__WORK ORDER__:
Print nothing except the lines of the listing below from the line with "For QA review: verify that every tree" to the line with "For QA review: verify that every side", each exactly as written, both ends included.

::::::::

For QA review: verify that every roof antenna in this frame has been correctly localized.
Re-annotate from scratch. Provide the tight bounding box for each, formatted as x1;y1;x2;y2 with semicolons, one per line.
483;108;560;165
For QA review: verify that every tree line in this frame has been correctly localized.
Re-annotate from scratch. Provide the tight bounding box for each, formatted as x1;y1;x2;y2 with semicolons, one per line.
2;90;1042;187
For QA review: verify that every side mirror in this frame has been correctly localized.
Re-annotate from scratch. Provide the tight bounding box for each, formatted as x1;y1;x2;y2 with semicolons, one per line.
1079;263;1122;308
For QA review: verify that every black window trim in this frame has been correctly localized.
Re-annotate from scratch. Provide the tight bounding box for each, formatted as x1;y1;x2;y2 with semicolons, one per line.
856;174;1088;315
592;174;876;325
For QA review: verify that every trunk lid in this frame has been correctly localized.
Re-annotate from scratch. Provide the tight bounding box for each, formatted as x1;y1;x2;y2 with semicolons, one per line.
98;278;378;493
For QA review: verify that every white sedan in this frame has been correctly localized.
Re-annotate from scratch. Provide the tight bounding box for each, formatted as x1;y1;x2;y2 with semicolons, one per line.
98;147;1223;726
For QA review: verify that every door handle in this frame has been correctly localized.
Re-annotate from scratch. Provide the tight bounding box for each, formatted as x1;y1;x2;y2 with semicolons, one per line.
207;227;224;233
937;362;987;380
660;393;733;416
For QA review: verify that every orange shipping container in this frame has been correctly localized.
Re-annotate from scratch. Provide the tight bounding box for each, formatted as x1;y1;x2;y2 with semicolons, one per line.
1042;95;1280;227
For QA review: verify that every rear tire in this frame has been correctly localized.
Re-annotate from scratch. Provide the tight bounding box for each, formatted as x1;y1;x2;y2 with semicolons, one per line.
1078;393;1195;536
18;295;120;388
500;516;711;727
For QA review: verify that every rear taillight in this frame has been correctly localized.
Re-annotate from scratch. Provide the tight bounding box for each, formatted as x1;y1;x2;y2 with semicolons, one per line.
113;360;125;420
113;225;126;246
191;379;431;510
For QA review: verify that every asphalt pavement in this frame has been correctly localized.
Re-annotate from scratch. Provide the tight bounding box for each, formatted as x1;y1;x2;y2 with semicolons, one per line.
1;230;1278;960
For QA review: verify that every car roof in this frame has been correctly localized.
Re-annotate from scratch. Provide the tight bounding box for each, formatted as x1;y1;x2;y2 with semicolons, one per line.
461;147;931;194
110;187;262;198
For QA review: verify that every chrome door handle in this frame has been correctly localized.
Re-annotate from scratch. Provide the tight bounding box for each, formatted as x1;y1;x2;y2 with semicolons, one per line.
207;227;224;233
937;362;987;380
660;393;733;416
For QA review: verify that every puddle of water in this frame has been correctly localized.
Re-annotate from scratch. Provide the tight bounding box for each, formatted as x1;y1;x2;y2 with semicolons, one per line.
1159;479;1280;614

::::::::

__RESPONSE AREA__:
For QA review: verify that every tree line in this frame has been correctly localized.
Re-annotate from scratch. Provide the tight bounding box for each, formatted as x1;y1;x2;y2 with semicolons, one per line.
2;90;1042;187
For QA review: verify that every side mirror in this frame has been correctly localized.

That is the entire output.